WHAT YOU WILL DO:
- A) Repeat the stretch of the settings sync bug report from "As a Web IDE" through "one snapshot per resource type.", word for word.
- B) Write the next part of the settings sync bug report, picking up after its final sentence.

Settings sync bug when synchronizing between different web browsers

Description

As a Web IDE user, I want to use my installed extensions in more than one machine and/or Web Browser.

Acceptance Criteria

  • If I install or uninstall an extension in Web Browser A, the changes are reflected in Web Browser B. Browser B doesn't undo the changes from Browser A.
  • If I change the Web IDE user settings in Web Browser A, the changes are reflected in Web Browser B. Browser B doesn't undo the changes from Browser A.

Technical requirements

Implement a service worker that acts as a proxy for the Settings Sync API. The Settings Sync API can only store one resource snapshot per resource type. The Settings Sync API proxy extends the backend API by allowing to store more than one snapshot per resource type.

There will be "local snapshots" stored in an IndexedDB database and "remote snapshots" stored in the server-side database. If a web browser A attempts to access snapshot that is not available in the backend database anymore, it will look for the same resource in the "local snapshots" database.

PROVIDED MATERIAL:

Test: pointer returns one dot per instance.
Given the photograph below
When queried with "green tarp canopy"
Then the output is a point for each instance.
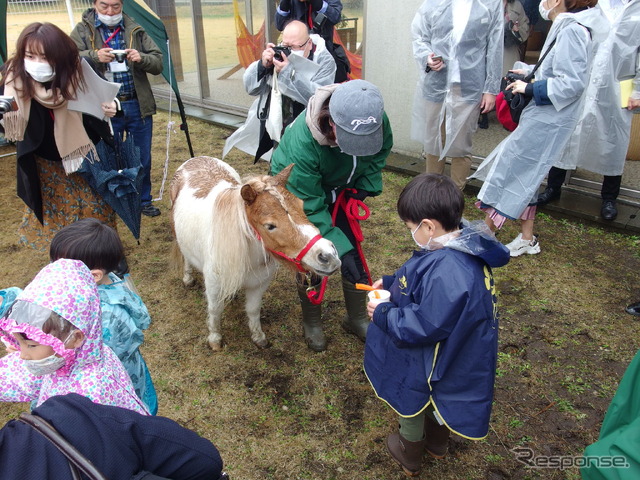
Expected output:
(154, 27)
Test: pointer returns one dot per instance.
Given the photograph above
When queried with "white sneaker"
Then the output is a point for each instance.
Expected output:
(518, 246)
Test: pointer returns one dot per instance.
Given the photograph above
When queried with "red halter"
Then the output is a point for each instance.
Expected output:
(298, 260)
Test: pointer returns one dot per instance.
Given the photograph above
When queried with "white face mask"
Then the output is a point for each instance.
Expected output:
(40, 72)
(413, 235)
(544, 13)
(44, 366)
(110, 20)
(47, 365)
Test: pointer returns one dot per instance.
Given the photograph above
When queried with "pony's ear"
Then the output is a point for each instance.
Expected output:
(248, 194)
(283, 176)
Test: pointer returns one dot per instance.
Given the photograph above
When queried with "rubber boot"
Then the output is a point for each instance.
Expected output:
(357, 321)
(407, 454)
(460, 170)
(436, 438)
(311, 317)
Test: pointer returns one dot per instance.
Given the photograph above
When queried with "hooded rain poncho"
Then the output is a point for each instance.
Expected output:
(515, 169)
(67, 288)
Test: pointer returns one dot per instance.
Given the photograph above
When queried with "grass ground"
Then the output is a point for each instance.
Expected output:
(288, 413)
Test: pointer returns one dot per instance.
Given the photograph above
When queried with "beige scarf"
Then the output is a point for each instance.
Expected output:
(71, 138)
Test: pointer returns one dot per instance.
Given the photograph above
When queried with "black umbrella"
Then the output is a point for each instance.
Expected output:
(117, 178)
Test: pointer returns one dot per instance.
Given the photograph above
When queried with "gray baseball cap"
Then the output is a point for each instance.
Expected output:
(356, 108)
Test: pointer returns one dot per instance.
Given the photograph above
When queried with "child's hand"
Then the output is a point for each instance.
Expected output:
(371, 306)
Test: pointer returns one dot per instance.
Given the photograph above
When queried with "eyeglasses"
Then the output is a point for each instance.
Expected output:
(296, 47)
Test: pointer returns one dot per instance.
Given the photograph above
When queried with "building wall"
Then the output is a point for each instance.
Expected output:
(389, 64)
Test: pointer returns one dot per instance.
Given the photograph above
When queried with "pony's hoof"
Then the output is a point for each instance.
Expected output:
(262, 344)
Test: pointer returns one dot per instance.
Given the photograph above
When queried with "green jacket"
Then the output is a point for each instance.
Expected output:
(619, 441)
(89, 41)
(321, 172)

ANSWERS IN ORDER:
- A)
As a Web IDE user, I want to use my installed extensions in more than one machine and/or Web Browser.

Acceptance Criteria

  • If I install or uninstall an extension in Web Browser A, the changes are reflected in Web Browser B. Browser B doesn't undo the changes from Browser A.
  • If I change the Web IDE user settings in Web Browser A, the changes are reflected in Web Browser B. Browser B doesn't undo the changes from Browser A.

Technical requirements

Implement a service worker that acts as a proxy for the Settings Sync API. The Settings Sync API can only store one resource snapshot per resource type. The Settings Sync API proxy extends the backend API by allowing to store more than one snapshot per resource type.

- B)
flowchart TD
    A[Firefox] -->|GET /resource/extensions/123| B[Settings Sync API proxy]
    B --> C{Is resource cached locally?}
    C -->|No| D[Send request to backend]
    D --> G[Return backend resource]
    C -->|Yes| E[Return cached resource]
    E --> F[Delete resource from cache]

Issue investigation

Expand this section to read more about the technical investigation

When syncing settings between different web browsers (chrome and firefox or firefox and safari), the behavior of Settings Sync can be incorrect. For example, when installing an extension in the Web IDE while using the Chrome Web Browser, if the user opens the Web IDE in Firefox, the extension installed in Chrome will also be installed (correct behavior). However, the action of uninstalling the extension won't be applied between web browsers (incorrect behavior).

The following mermaid diagram illustrates how the Settings Sync Client interacts with the API and the problem. From a technical standpoint this error happens on the following conditions:

  1. Client A saves a snapshot of the latest settings sending a POST request to the backend.
  2. The POST request responds with a UUID.
  3. Client A assigns the UUID to the snapshot of the latest settings in local storage.
  4. User closes client A and performs step 1 to 3 in client B.
  5. User opens client A.
  6. Client A attempts to fetch the latest data it saved sending a GET request with the UUID received on step 2.
  7. Client A receives data that is not equal to the data it saved initially.
  8. As a result, client A assumes that it isn't synced with the server and overwrites the latest settings sent by client B.
flowchart TD
    A[VS Code machine] -->|get last data I saved in the cloud with UUID 123| B{Does it exist and\nit's the same as my local data?}
    B --> |yes| C[get latest data saved in the cloud]
    C --> D[apply latest data]
    B --> |no| E[I'm out of sync]
    E --> F[Save my data in the cloud]
    F --> G[Latest sync is overwritten :sad-face:]

How to reproduce

The user follows these steps:

  1. Opens the Web IDE in the Chrome web browser and installs an extension.
  2. Closes Chrome.
  3. Opens the Web IDE in Firefox.
  4. The extension installed in Chrome will be installed in Firefox (correct behavior).
  5. Uninstalls the extension in Firefox and closes this web browser.
  6. Opens the Web IDE again in Chrome.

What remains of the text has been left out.